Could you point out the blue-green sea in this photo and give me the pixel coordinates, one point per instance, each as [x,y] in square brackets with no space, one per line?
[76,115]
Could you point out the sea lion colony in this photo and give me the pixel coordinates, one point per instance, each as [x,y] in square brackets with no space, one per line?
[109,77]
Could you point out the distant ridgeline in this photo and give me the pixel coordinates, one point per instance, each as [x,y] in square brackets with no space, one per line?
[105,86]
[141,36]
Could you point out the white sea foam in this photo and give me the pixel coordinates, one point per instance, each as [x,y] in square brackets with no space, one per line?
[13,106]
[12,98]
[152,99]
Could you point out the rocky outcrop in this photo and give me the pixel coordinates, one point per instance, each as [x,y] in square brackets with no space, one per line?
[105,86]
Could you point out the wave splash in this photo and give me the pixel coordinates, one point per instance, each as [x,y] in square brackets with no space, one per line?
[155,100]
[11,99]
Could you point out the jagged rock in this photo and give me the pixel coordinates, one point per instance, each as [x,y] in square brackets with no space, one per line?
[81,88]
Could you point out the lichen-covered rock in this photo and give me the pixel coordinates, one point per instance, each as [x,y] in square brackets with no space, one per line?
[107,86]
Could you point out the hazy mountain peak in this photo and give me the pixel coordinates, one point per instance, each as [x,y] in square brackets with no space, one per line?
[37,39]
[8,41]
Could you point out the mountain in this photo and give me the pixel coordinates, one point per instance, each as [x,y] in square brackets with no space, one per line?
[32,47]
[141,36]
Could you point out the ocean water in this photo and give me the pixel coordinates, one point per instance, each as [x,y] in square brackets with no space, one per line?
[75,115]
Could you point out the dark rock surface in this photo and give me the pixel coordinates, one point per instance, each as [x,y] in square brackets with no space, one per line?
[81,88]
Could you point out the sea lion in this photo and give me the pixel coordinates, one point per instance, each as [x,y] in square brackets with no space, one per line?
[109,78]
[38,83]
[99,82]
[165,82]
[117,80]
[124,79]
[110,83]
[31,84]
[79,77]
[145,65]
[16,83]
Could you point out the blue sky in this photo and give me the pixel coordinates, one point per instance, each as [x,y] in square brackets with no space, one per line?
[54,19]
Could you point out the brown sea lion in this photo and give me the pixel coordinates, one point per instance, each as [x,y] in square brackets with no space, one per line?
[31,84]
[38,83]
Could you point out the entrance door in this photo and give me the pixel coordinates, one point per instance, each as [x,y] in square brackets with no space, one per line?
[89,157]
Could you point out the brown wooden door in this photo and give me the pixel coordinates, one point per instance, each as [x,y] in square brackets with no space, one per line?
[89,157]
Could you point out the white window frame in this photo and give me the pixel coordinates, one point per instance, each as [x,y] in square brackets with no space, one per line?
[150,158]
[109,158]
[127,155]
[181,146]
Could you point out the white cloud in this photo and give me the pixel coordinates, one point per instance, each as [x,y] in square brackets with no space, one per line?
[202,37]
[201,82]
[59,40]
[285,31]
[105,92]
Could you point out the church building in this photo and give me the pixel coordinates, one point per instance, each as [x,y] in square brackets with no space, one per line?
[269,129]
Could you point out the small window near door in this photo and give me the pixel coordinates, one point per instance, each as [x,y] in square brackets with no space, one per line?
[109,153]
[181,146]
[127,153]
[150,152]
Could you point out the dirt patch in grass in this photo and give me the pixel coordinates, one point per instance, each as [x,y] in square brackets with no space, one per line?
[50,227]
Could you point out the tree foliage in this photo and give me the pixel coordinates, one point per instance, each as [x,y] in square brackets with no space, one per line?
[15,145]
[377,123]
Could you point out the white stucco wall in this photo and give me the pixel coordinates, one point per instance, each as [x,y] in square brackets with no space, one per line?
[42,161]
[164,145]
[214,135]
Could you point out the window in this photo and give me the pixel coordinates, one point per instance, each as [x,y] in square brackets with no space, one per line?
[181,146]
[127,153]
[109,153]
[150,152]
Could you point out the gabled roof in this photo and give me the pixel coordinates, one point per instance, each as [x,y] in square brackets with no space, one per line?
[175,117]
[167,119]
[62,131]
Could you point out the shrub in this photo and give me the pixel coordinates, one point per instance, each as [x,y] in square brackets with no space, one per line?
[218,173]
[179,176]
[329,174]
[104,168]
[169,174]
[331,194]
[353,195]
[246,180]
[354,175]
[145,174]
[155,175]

Exercise instructions
Quote all of the entries verbatim.

Answer in full
Could you point out the blue-green sea in this photo and give me the pixel coordinates, one point per instance, each as [x,y] in square brackets with no space, one per line?
[76,115]
Could you point out the sea lion colony in this photo and give me the pixel coordinates, one point per instance, each as [x,y] in square brackets with no space, one per line?
[109,77]
Could you point out the distant ridgeline in this photo and give me the pixel coordinates, one point per instance, each as [x,y] in square brackets with no space, one per line?
[105,86]
[141,36]
Could you point out the white sea foam in this photo and give me the pixel coordinates, one point per instance, each as [x,y] in square brackets with no space, one per line?
[13,106]
[12,98]
[152,99]
Could you point out the rocky outcrop in this photo and give me the pixel coordinates, one point per instance, each as [x,y] in square brackets with no space, one per line?
[105,86]
Could you point out the wave splash in this photo and give me the pixel coordinates, one point per instance, each as [x,y] in square brackets with no space, one per line?
[155,100]
[11,99]
Could you point out the jagged rock in this photo and give me the pixel coordinates, one point per instance, each as [x,y] in square brackets with no space, one per line?
[81,88]
Could you point out the lichen-covered rock in this photo and give me the pixel coordinates, one point per instance, each as [x,y] in square brackets with no space, one per line?
[107,86]
Could you point out the hazy mountain peak in this photo and give me the pixel coordinates, one point per instance, each as [x,y] in square brackets with no space, one per line?
[37,39]
[8,41]
Could you point out the mountain in this photo and give me the pixel coordinates, one point per instance, each as [x,y] in square brackets with no space, one per line?
[32,47]
[141,36]
Could you point out the ocean water in this photo and give me the pixel coordinates, one point per instance, each as [x,y] in square brackets with no space, one per line?
[75,115]
Could you point out the dark rock surface in this photo and give me the pixel coordinates, one point per instance, each as [x,y] in square brackets with no space, one per line?
[81,88]
Could you point out the sea lion in this photo and give me the pixel coordinates, one point per instance, each as [x,y] in square brackets with no space, one per line?
[109,78]
[38,83]
[99,82]
[165,82]
[117,80]
[124,79]
[110,83]
[31,84]
[79,77]
[145,65]
[16,83]
Could you point out the blue sky in this photo and give me the pixel coordinates, one point per instance, each as [x,y] in square brackets with no space, one per line?
[54,19]
Could you point out the brown sea lion in this photo and give me the pixel coordinates, one point per instance, each as [x,y] in square brackets with no space, one per line?
[31,84]
[38,83]
Could you point out the entrance door in this photo and give me the pixel coordinates, one point per instance, each as [x,y] in square brackets with no space, one per line?
[89,157]
Could you point out the brown wooden door in this photo and give me the pixel coordinates, one point per instance, each as [x,y] in square brackets with no space, one per line?
[89,157]
Could you point out the white window frame in this photo and give me the pixel coordinates, one point per instance, each as [x,y] in square brackets with no space, one per line?
[150,158]
[109,158]
[127,155]
[181,146]
Could you point out the white cloud in this photo and give me the pixel coordinates, one point per instance, each as [x,y] in square brackets with no space, one per line?
[202,37]
[201,82]
[59,40]
[285,31]
[105,92]
Could you point out the church building in this photo and give me the pixel coordinates, one point per instance, each as [x,y] in square brackets with no space, one per line?
[269,129]
Could you point out the small window near door in this photo and give me the pixel coordinates, one point per instance, each as [x,y] in square brackets with no space, one per line?
[109,153]
[181,146]
[127,153]
[150,152]
Could you point out the dirt patch in grass in this photo and give me the pixel coordinates, one point per instance, each as [x,y] in square brackets with no space, one per line?
[50,227]
Could you point out the tree foliage in this photo and give me the pixel coordinates, one point per instance, each as [x,y] in square brackets with no space, one per line?
[15,145]
[377,123]
Could you point out the white stucco wall in this photo and give me the pixel coordinates, one point per instance, each as [x,y] in square brackets with no space, one per line?
[42,161]
[164,145]
[214,135]
Could you point out the window in this photo and give me the pixel coordinates, one point per instance, each as [x,y] in square brackets with no space, one per line?
[181,146]
[127,153]
[109,153]
[150,152]
Could you point out the gabled roof in this photo and give me the pixel coordinates, one point per instance, each as [x,y] in square brackets with no space, one per line?
[175,117]
[167,119]
[62,131]
Could you point out the shrub in this photo and give me the pixel coordinates, one point per instance, each as [x,y] in square brackets with no space, one per line?
[218,173]
[179,176]
[329,174]
[104,168]
[169,174]
[331,194]
[353,195]
[246,180]
[354,175]
[145,174]
[155,175]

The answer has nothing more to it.